*Alıntılanan metin*:

▼

Kırgız sözlü kültür unsurlarının en önemli üreticileri ‘akın’ (âşık) olarak adlandırılan şairlerdir. Bu sanatkârlar toplumun içerisinde onların hayatına karışarak yaşayan, onları içeriden ve yakından tanıyan kişilerdir. Akınlık herkesin kendi keyfine göre icra edebileceği bir sanat değildir. Daha çok usta-çırak ilişkisi içerisinde gelişen akınlık, bütün Türk dünyasında farklı isimlerle de olsa icra edilen gelenekli bir sanat faaliyetidir.
Kırgız Akınlık (Âşıklık) Geleneği
Kırgızlarda akınlık (ırçılık) geleneğinin çok büyük önemi vardır. Kırgızlarda âşık şairlere ‘akın’ ya da ‘ırçı’ adı verilir. ‘Akın’ kelimesi Kırgızca sözlüklerde ‘şair, el akını’ yani ‘halk şairi’ (Yudahin, 2011: 13), Kazak-Kırgız halklarına özgü ‘tökmö ırçı’ irticalen şiir söyleyen şiir türünde eser veren şair, yazar (Abdıldayev, 1984: 55) olarak verilmektedir. Ekrem Arıkoğlu ise akın kelimesini “ozan, aşık, şair olarak açıklar (Arıkoğlu vd, 2017: 60). Kısaca belirtmek gerekirse akınlar; Kırgızların yaşantısını, hayat tecrübelerini, tarihini ve kültürünü sözlü geleneğe bağlı olarak irticalen söyledikleri şiirlerle nesilden nesle aktaran yetenekli ve eğitimli kimselerdir (Alimov, 2003: 3). Ortak tarih ve kültüre sahip Türk boylarında faklı isimlerle adlandırılsa da âşıklık geleneği ve akınlık geleneği birbiriyle benzerlik göstermektedir. Âşıklık geleneğindeki gibi akınlık geleneğinde de usta-çırak ilişkisi, akınların şiirlerinde mahlas kullanması, rüya görme, bir ustanın yanında yetişme, irticalen şiir söyleme gibi daha birçok ortak unsurun bulunması bu iki şiir geleneği arasındaki benzerliği pekiştirmektedir (Güngör, 2015: 27-38) (Arvas, 2011: 513-522).

▲

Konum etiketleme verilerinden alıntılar

▼

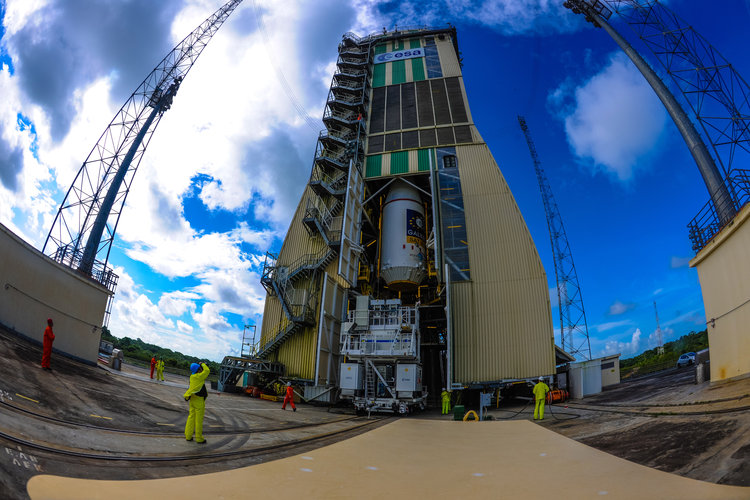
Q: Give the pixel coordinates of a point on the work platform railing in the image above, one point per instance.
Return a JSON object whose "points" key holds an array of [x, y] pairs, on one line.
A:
{"points": [[707, 223]]}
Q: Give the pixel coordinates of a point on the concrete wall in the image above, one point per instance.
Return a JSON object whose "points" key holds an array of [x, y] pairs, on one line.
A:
{"points": [[33, 288], [724, 272]]}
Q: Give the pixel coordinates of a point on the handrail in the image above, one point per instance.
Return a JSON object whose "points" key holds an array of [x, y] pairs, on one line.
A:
{"points": [[707, 223]]}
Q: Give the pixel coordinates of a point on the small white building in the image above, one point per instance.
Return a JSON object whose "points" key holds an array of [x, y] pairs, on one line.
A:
{"points": [[589, 377], [610, 370]]}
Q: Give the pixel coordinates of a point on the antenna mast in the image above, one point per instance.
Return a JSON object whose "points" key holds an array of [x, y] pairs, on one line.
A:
{"points": [[574, 333], [659, 339]]}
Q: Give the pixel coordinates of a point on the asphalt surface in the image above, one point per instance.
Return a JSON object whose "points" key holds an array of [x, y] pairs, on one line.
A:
{"points": [[664, 421]]}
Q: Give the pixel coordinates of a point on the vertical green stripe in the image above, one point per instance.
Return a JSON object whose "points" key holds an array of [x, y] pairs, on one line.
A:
{"points": [[399, 162], [398, 69], [378, 75], [423, 159], [373, 166], [417, 69]]}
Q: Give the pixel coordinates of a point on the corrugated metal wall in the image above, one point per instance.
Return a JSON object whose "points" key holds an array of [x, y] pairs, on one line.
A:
{"points": [[297, 353], [448, 59], [502, 318]]}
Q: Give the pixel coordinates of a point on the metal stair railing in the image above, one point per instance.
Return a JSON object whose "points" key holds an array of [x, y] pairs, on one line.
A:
{"points": [[334, 185]]}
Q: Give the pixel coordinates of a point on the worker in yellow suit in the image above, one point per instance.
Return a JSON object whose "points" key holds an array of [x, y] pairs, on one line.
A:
{"points": [[446, 395], [540, 393], [160, 370], [196, 395]]}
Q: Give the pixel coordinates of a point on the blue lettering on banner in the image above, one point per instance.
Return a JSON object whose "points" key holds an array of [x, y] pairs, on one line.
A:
{"points": [[398, 55]]}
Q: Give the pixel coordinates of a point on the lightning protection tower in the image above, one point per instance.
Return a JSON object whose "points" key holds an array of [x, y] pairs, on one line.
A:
{"points": [[717, 97], [574, 333], [84, 228]]}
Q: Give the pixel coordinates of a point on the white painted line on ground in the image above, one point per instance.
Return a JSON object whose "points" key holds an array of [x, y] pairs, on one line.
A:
{"points": [[24, 397]]}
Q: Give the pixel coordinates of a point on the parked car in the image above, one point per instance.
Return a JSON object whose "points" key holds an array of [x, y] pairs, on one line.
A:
{"points": [[686, 359]]}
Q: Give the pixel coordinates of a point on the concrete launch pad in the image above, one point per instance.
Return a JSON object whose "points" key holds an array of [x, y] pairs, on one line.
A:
{"points": [[96, 412], [413, 458]]}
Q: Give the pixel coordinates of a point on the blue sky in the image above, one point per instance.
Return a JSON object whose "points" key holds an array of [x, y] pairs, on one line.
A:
{"points": [[225, 169]]}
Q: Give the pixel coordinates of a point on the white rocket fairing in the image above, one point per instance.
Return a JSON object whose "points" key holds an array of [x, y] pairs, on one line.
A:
{"points": [[402, 246]]}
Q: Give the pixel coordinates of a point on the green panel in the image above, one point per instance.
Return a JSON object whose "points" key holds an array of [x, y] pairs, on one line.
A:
{"points": [[417, 69], [399, 72], [399, 162], [373, 166], [378, 75], [423, 159]]}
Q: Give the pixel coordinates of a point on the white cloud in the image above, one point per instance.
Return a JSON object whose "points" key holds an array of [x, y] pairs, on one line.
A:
{"points": [[678, 262], [603, 327], [653, 338], [184, 327], [616, 119], [625, 348], [505, 16], [618, 308], [178, 303]]}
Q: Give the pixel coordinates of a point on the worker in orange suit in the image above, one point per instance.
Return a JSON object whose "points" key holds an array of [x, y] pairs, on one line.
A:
{"points": [[196, 395], [289, 398], [49, 337], [540, 393]]}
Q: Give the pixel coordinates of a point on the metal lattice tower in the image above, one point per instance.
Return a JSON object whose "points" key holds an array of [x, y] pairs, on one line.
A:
{"points": [[574, 333], [84, 228], [717, 97]]}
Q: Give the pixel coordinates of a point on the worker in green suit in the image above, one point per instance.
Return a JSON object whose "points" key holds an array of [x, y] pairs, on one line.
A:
{"points": [[196, 395], [446, 395], [540, 393], [160, 370]]}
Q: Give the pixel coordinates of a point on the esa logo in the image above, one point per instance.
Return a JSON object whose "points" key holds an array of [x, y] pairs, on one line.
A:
{"points": [[401, 54]]}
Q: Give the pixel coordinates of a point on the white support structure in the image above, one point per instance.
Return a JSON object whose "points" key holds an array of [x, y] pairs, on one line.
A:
{"points": [[381, 343]]}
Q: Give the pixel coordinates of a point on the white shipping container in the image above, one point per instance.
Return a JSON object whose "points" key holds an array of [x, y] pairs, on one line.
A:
{"points": [[351, 376], [408, 377]]}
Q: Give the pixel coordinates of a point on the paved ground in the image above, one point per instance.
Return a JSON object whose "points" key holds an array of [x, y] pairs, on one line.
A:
{"points": [[666, 423], [412, 458]]}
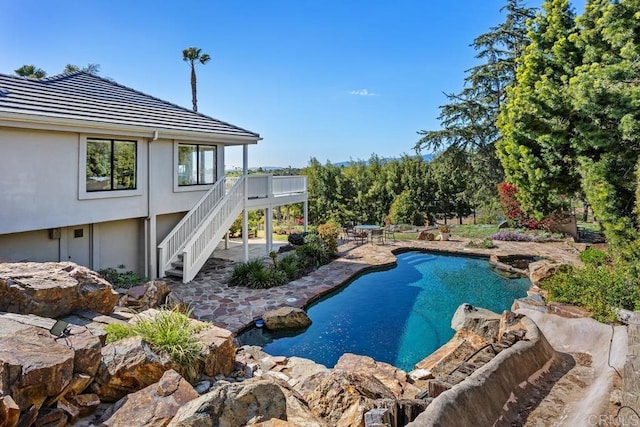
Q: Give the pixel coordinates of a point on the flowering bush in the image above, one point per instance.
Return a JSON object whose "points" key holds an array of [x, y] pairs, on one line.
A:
{"points": [[511, 207]]}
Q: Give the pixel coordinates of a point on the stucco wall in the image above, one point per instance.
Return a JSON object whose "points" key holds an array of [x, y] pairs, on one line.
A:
{"points": [[39, 184], [165, 198], [30, 246], [481, 398], [165, 224], [119, 243]]}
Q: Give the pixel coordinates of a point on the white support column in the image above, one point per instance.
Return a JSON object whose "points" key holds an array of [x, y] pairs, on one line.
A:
{"points": [[151, 268], [268, 228], [305, 207], [245, 159], [245, 234], [245, 213]]}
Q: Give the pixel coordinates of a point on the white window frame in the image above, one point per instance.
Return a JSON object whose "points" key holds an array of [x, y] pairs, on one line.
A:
{"points": [[83, 194], [195, 187]]}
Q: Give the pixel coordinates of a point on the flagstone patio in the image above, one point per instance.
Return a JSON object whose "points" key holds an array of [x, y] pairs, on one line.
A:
{"points": [[234, 308]]}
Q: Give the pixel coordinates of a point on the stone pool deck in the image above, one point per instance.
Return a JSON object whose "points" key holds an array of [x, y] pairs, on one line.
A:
{"points": [[234, 308]]}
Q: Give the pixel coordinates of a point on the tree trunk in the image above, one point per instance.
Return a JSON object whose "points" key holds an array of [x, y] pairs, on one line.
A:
{"points": [[194, 96]]}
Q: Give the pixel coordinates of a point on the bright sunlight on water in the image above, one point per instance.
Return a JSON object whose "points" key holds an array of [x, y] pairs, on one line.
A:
{"points": [[398, 316]]}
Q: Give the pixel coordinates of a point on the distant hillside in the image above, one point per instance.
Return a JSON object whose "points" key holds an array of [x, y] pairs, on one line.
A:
{"points": [[426, 157]]}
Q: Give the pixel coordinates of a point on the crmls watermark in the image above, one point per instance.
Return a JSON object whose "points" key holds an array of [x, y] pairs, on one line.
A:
{"points": [[621, 420]]}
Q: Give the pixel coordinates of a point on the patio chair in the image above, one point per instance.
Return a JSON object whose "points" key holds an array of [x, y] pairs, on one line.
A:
{"points": [[390, 231], [348, 232], [377, 235], [360, 236]]}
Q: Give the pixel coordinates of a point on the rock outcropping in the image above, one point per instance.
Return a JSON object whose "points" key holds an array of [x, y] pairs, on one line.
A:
{"points": [[53, 289]]}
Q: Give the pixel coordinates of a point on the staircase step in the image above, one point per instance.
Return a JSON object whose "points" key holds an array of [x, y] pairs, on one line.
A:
{"points": [[174, 272]]}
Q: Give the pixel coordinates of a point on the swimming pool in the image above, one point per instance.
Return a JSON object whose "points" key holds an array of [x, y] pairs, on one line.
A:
{"points": [[398, 316]]}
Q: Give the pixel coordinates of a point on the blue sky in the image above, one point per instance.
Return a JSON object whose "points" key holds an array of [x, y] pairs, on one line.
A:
{"points": [[332, 79]]}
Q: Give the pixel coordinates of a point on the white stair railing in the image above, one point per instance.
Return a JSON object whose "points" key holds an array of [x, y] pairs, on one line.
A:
{"points": [[171, 246], [205, 239]]}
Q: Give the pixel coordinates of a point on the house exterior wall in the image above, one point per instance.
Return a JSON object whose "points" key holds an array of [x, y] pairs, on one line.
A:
{"points": [[29, 246], [165, 223], [39, 184], [42, 188], [118, 243]]}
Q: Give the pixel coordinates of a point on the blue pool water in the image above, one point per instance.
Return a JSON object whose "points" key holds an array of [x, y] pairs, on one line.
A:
{"points": [[398, 316]]}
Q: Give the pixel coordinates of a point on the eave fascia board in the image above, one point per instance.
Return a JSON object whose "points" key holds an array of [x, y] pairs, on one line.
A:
{"points": [[28, 121]]}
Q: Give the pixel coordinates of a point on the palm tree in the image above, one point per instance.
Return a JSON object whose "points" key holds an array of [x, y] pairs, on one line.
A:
{"points": [[90, 68], [31, 71], [191, 55]]}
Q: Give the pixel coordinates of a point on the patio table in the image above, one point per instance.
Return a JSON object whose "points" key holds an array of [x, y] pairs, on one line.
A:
{"points": [[367, 228]]}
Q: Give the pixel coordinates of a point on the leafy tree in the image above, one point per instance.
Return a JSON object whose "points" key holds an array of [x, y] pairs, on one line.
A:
{"points": [[537, 119], [89, 68], [468, 120], [451, 172], [31, 71], [193, 55]]}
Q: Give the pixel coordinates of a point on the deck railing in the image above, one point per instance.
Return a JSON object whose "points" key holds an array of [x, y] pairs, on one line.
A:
{"points": [[284, 185], [169, 248], [198, 249]]}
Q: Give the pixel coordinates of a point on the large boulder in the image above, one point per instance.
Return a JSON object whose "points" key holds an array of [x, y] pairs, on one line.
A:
{"points": [[220, 351], [342, 398], [9, 412], [480, 321], [34, 367], [234, 404], [154, 405], [286, 318], [539, 271], [53, 289], [393, 378], [143, 297], [127, 366]]}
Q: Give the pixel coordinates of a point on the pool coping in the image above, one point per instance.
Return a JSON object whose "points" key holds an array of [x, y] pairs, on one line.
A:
{"points": [[237, 309]]}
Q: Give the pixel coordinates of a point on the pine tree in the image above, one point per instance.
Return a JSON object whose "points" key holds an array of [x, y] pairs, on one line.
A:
{"points": [[537, 121], [468, 120], [606, 96]]}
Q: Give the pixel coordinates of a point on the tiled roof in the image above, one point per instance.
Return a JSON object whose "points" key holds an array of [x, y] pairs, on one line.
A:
{"points": [[85, 97]]}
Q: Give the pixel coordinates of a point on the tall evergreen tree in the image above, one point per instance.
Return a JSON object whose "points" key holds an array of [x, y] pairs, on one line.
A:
{"points": [[468, 120], [31, 71], [606, 96], [537, 121]]}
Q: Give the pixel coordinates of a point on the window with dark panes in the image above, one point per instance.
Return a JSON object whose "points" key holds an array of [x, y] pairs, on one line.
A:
{"points": [[196, 164], [111, 165]]}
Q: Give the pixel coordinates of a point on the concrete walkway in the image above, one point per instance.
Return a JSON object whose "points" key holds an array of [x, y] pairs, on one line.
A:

▲

*Görev yönergesi*: Akınlık geleneği metninde "Kırgız sözlü kültür" ile başlayıp "bir sanat faaliyetidir." ile biten kısmı hiç değiştirmeden tekrar yazın. Verilere başvurmanız gerekmiyor.

*Beklenen cevap*:
Kırgız sözlü kültür unsurlarının en önemli üreticileri ‘akın’ (âşık) olarak adlandırılan şairlerdir. Bu sanatkârlar toplumun içerisinde onların hayatına karışarak yaşayan, onları içeriden ve yakından tanıyan kişilerdir. Akınlık herkesin kendi keyfine göre icra edebileceği bir sanat değildir. Daha çok usta-çırak ilişkisi içerisinde gelişen akınlık, bütün Türk dünyasında farklı isimlerle de olsa icra edilen gelenekli bir sanat faaliyetidir.